▸ DESCRIPTION OF THE TASK: What lines in the records below include the word "stone"? Return each one.

▸ RECORD SET:
-*-*-

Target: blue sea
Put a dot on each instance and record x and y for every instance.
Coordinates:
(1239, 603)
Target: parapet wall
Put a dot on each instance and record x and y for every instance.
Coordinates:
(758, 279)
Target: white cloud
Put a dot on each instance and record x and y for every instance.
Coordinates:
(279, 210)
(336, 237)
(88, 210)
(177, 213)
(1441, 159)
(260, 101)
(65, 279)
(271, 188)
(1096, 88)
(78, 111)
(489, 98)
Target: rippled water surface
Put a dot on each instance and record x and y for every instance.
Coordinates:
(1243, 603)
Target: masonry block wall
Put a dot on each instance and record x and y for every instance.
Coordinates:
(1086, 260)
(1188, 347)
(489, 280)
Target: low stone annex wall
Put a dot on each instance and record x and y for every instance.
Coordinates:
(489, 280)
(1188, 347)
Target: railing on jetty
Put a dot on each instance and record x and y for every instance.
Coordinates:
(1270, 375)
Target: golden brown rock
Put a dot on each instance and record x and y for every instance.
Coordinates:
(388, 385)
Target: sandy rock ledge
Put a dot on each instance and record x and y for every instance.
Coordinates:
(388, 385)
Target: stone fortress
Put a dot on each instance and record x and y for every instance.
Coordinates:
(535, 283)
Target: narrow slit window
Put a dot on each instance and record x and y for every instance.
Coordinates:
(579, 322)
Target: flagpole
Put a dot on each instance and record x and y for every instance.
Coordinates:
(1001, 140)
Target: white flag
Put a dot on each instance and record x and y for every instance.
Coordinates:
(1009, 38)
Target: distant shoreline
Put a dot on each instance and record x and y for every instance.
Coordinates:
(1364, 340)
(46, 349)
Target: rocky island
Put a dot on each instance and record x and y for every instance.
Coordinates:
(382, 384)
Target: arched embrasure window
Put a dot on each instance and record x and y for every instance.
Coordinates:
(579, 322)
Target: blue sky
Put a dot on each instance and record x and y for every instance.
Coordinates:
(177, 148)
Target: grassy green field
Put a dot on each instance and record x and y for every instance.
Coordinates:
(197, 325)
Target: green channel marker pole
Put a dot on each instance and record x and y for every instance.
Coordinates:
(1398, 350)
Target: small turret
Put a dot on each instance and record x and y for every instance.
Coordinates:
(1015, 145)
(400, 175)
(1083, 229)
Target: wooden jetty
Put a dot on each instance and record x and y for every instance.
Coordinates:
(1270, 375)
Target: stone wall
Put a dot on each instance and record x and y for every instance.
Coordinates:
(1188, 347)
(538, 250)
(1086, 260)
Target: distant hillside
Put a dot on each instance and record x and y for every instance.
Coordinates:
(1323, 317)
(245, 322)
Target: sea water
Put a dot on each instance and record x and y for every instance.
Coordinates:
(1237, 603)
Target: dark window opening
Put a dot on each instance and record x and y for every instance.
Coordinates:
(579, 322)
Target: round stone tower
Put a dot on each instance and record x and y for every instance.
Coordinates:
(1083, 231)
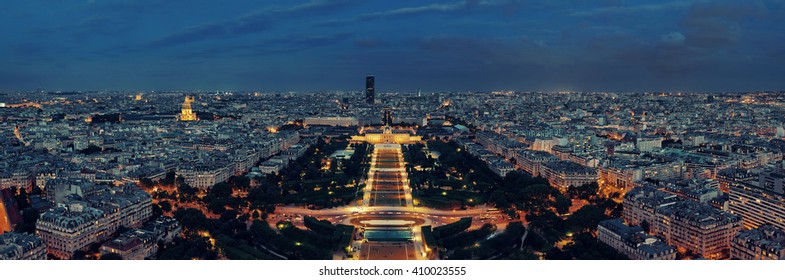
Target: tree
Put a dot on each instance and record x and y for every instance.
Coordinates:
(242, 182)
(221, 189)
(166, 207)
(499, 199)
(21, 199)
(563, 204)
(29, 217)
(111, 256)
(646, 226)
(169, 179)
(587, 218)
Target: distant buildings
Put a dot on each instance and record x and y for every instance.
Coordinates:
(633, 242)
(563, 174)
(9, 212)
(21, 246)
(682, 223)
(187, 113)
(370, 93)
(331, 121)
(205, 175)
(134, 244)
(761, 202)
(77, 223)
(763, 243)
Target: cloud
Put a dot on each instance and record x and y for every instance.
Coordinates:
(718, 23)
(617, 10)
(270, 46)
(672, 39)
(368, 42)
(514, 52)
(255, 22)
(411, 11)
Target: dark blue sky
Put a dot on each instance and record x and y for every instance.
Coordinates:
(612, 45)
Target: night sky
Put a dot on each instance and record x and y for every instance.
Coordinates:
(478, 45)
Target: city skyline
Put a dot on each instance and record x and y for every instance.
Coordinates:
(712, 46)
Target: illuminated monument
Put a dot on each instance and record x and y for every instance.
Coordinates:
(187, 113)
(386, 134)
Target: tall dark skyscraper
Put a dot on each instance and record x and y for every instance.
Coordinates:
(369, 91)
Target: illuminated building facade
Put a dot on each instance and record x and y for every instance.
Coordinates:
(633, 242)
(21, 246)
(764, 243)
(682, 223)
(370, 92)
(387, 135)
(761, 203)
(187, 113)
(77, 224)
(135, 244)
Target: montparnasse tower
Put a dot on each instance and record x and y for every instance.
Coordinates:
(187, 113)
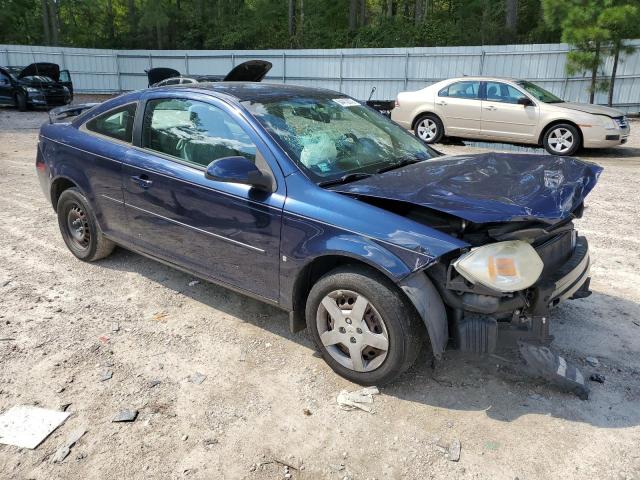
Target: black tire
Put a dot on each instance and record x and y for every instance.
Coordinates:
(21, 101)
(429, 128)
(74, 211)
(553, 139)
(404, 328)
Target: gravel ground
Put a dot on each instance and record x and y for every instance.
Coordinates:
(267, 399)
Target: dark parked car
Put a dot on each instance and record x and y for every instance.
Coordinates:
(250, 71)
(36, 85)
(310, 201)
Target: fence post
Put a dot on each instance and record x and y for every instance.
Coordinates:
(406, 70)
(117, 57)
(284, 67)
(340, 72)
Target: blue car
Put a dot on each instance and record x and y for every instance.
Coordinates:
(308, 200)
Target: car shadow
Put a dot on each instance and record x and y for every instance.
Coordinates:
(495, 385)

-*-*-

▸ WRITTEN REPLY:
Target: low stone annex wall
Target: stone fortress
Target: stone wall
Target: round stone tower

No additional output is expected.